HOW TO COMPLETE THIS TASK: All records are to be restated exactly, each line as it reads.

··· DATA SHOWN ···

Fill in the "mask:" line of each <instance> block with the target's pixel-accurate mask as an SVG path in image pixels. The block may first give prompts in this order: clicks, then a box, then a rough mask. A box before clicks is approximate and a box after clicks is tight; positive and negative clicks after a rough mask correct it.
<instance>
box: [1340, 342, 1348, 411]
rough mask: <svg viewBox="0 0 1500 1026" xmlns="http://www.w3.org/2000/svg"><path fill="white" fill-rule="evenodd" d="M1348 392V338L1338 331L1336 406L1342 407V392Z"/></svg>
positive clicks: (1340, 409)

···

RESULT BELOW:
Fill in the "mask:" line of each <instance> block with the target's pixel-accurate mask as an SVG path in image pixels. The block may first give prompts in this order: clicks, then a box, then a rough mask. A box before clicks is approximate and a box after clicks is tight; positive and negative clicks after a rough mask correct it.
<instance>
box: [1340, 342, 1348, 411]
rough mask: <svg viewBox="0 0 1500 1026" xmlns="http://www.w3.org/2000/svg"><path fill="white" fill-rule="evenodd" d="M1348 392V338L1338 331L1336 406L1342 407V392Z"/></svg>
positive clicks: (1340, 409)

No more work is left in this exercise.